YOUR TASK
Print every one of the rows below word for word, keeping each character and line break unchanged.

SOURCE RECORDS
━━━━━━━━

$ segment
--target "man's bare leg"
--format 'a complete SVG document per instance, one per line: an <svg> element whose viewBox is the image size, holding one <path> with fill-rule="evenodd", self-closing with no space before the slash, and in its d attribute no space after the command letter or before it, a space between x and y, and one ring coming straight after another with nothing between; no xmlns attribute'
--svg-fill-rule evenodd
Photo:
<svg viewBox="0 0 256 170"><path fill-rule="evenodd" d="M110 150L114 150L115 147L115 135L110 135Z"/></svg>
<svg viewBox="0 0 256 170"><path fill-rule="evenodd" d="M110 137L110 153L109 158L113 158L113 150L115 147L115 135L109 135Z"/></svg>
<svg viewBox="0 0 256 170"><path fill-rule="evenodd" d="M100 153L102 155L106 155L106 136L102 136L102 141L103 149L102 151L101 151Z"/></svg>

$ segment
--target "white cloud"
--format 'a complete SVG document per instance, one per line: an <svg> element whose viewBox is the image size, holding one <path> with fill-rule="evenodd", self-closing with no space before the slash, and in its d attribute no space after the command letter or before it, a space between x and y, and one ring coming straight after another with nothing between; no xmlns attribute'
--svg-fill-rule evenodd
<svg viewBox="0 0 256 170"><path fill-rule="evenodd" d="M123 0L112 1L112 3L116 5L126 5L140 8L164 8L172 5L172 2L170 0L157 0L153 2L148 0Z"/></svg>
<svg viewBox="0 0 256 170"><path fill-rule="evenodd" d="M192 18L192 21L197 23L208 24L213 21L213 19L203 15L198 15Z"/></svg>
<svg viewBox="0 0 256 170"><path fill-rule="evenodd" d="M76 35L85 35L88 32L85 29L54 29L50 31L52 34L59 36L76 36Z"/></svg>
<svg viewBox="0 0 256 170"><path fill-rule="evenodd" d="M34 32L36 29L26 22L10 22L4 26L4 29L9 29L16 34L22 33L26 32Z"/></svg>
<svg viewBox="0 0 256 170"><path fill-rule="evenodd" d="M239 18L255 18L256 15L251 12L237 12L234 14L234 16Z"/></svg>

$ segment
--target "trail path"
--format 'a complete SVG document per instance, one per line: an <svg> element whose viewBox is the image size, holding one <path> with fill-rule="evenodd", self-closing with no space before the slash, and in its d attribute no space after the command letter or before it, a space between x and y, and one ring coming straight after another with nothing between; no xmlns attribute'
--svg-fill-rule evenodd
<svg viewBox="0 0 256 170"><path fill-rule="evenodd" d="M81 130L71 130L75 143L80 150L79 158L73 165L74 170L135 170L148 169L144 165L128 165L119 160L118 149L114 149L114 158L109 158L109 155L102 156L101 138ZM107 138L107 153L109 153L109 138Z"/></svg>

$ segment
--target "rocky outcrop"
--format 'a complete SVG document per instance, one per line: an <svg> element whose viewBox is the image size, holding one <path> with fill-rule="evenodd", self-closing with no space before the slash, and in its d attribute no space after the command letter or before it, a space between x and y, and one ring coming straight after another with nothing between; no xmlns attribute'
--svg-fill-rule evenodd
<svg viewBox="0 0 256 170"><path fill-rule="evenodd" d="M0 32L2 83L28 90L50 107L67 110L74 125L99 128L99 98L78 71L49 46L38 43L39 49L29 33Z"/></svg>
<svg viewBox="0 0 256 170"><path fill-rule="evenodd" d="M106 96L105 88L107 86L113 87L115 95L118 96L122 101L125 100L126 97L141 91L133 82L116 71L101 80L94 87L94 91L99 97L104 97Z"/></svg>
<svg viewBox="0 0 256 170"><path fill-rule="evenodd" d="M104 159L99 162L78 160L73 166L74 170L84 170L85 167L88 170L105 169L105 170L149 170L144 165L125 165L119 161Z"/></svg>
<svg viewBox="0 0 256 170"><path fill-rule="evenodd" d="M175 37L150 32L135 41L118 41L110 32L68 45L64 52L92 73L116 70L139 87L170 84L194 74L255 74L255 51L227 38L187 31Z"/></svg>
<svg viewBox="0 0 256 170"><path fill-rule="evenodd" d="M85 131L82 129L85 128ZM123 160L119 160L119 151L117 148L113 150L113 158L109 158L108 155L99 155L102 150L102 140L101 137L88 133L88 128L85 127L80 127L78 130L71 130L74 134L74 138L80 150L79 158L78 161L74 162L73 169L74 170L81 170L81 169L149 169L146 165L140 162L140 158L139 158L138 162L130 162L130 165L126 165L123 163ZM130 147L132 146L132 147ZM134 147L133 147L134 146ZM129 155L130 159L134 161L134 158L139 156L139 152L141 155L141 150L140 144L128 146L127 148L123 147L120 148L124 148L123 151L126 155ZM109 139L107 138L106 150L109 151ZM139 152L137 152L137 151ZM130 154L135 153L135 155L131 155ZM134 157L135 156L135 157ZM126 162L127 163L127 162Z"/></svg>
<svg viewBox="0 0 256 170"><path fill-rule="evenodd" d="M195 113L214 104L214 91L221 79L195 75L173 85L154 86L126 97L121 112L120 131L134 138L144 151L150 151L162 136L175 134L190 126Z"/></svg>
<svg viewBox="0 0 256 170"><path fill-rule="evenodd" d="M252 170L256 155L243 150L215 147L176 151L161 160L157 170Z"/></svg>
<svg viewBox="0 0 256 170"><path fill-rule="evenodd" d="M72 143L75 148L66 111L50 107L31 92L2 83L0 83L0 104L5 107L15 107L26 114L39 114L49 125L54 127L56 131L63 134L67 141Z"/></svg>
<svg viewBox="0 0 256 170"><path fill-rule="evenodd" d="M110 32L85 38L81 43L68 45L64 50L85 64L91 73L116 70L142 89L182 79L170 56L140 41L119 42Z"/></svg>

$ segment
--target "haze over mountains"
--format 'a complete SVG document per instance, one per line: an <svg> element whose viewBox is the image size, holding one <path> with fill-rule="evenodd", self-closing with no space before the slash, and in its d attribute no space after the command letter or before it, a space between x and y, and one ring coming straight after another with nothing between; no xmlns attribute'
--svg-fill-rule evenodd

━━━━━━━━

EXERCISE SOLUTION
$ segment
--target "man's bare leg"
--format 'a complete SVG document per instance, one per line: an <svg> element whose viewBox is the image size, holding one <path> with fill-rule="evenodd", self-closing with no space before the slash, and in its d attribute no space after the command letter or before it, a space between x and y, and one ring coming straight after another with nothing between; no xmlns attribute'
--svg-fill-rule evenodd
Photo:
<svg viewBox="0 0 256 170"><path fill-rule="evenodd" d="M110 150L114 150L115 147L115 135L110 135Z"/></svg>
<svg viewBox="0 0 256 170"><path fill-rule="evenodd" d="M110 137L110 153L109 158L113 158L113 150L115 147L115 135L109 135Z"/></svg>
<svg viewBox="0 0 256 170"><path fill-rule="evenodd" d="M100 153L102 155L106 155L106 136L102 136L102 141L103 149L102 151L101 151Z"/></svg>

$ segment
--target "white cloud"
--format 'a complete SVG document per instance, one per line: an <svg> element whose viewBox is the image size, holding one <path> with fill-rule="evenodd", self-closing with no space before the slash, and in its d attribute no space after the command letter or before it, a space between x and y, and one ring coming straight after another with nothing between; no xmlns attribute'
--svg-fill-rule evenodd
<svg viewBox="0 0 256 170"><path fill-rule="evenodd" d="M123 0L112 1L112 3L116 5L126 5L140 8L164 8L172 5L172 2L170 0L157 0L153 2L148 0Z"/></svg>
<svg viewBox="0 0 256 170"><path fill-rule="evenodd" d="M192 18L192 21L197 23L208 24L213 21L213 19L203 15L198 15Z"/></svg>
<svg viewBox="0 0 256 170"><path fill-rule="evenodd" d="M76 35L85 35L88 32L85 29L54 29L50 31L52 34L59 36L76 36Z"/></svg>
<svg viewBox="0 0 256 170"><path fill-rule="evenodd" d="M34 32L36 29L26 22L10 22L4 26L4 29L9 29L16 34L22 33L26 32Z"/></svg>
<svg viewBox="0 0 256 170"><path fill-rule="evenodd" d="M239 18L255 18L256 15L251 12L237 12L234 14L234 16Z"/></svg>

$ segment
--target "trail path"
--format 'a complete SVG document per instance, one per line: an <svg> element whose viewBox is the image size, holding one <path> with fill-rule="evenodd", self-closing with no space before the slash, and in its d attribute no space after the command letter or before it, a space between x and y, and one ring coming straight after another with nothing between; no xmlns attribute'
--svg-fill-rule evenodd
<svg viewBox="0 0 256 170"><path fill-rule="evenodd" d="M81 130L71 130L75 143L80 150L79 158L73 165L74 170L135 170L148 169L144 165L128 165L119 160L118 149L114 149L114 158L109 158L109 155L102 156L101 138ZM107 138L107 153L109 153L109 138Z"/></svg>

$ segment
--target "rocky outcrop"
--format 'a complete SVG document per instance, one per line: an <svg> element whose viewBox is the image size, holding one <path> with fill-rule="evenodd", self-closing with no space before the slash, and in its d attribute no space after the command letter or before it, a space between x and y, and one ring coming straight after another with nothing between; no xmlns attribute'
--svg-fill-rule evenodd
<svg viewBox="0 0 256 170"><path fill-rule="evenodd" d="M0 32L2 83L28 90L50 107L67 110L74 125L99 128L99 98L78 71L49 46L38 43L39 49L29 33Z"/></svg>
<svg viewBox="0 0 256 170"><path fill-rule="evenodd" d="M106 96L105 88L107 86L113 87L115 95L118 96L122 101L125 100L126 97L141 91L133 82L116 71L101 80L94 87L94 91L99 97L104 97Z"/></svg>
<svg viewBox="0 0 256 170"><path fill-rule="evenodd" d="M104 159L99 162L78 160L73 166L74 170L84 170L85 167L88 170L105 169L105 170L149 170L144 165L125 165L119 161Z"/></svg>
<svg viewBox="0 0 256 170"><path fill-rule="evenodd" d="M175 37L150 32L135 41L118 41L110 32L68 45L64 52L92 73L116 70L139 87L170 84L194 74L255 74L255 51L227 38L187 31Z"/></svg>
<svg viewBox="0 0 256 170"><path fill-rule="evenodd" d="M85 131L82 129L85 128ZM123 160L119 160L119 151L117 148L113 150L113 158L109 158L108 155L99 155L102 150L102 140L101 137L88 133L88 128L85 127L80 127L78 130L71 130L74 134L74 138L80 150L79 158L78 161L74 162L73 169L74 170L81 170L81 169L149 169L146 165L140 162L140 158L139 158L138 162L130 162L130 165L126 165L123 163ZM130 147L132 146L132 147ZM134 147L133 147L134 146ZM129 155L130 159L134 161L134 158L139 156L139 152L141 155L141 150L140 144L128 146L127 148L123 147L120 148L124 148L123 151L126 155ZM109 139L107 138L106 150L109 151ZM139 152L137 152L137 151ZM130 154L135 153L135 155L131 155ZM134 157L135 156L135 157ZM126 162L127 163L127 162Z"/></svg>
<svg viewBox="0 0 256 170"><path fill-rule="evenodd" d="M195 113L214 104L214 91L221 79L195 75L173 85L154 86L126 97L121 112L120 131L134 138L144 151L150 151L162 136L175 134L190 126Z"/></svg>
<svg viewBox="0 0 256 170"><path fill-rule="evenodd" d="M252 170L256 155L243 150L215 147L176 151L161 160L157 170Z"/></svg>
<svg viewBox="0 0 256 170"><path fill-rule="evenodd" d="M72 143L75 148L66 111L50 107L31 92L2 83L0 83L0 104L5 107L15 107L26 114L39 114L49 125L54 127L56 131L63 134L67 141Z"/></svg>
<svg viewBox="0 0 256 170"><path fill-rule="evenodd" d="M110 32L85 38L81 43L68 45L64 50L85 64L91 73L116 70L142 89L182 79L170 56L140 41L119 42Z"/></svg>

$ segment
--target "haze over mountains"
--format 'a complete SVG document per instance, one per line: an <svg> element whose viewBox is the image size, holding one <path> with fill-rule="evenodd", self-closing with no space before the slash, and in its d attribute no space after the command letter or before it, a space between x and y, and one ring coming straight after another with nothing between; no xmlns attribute'
--svg-fill-rule evenodd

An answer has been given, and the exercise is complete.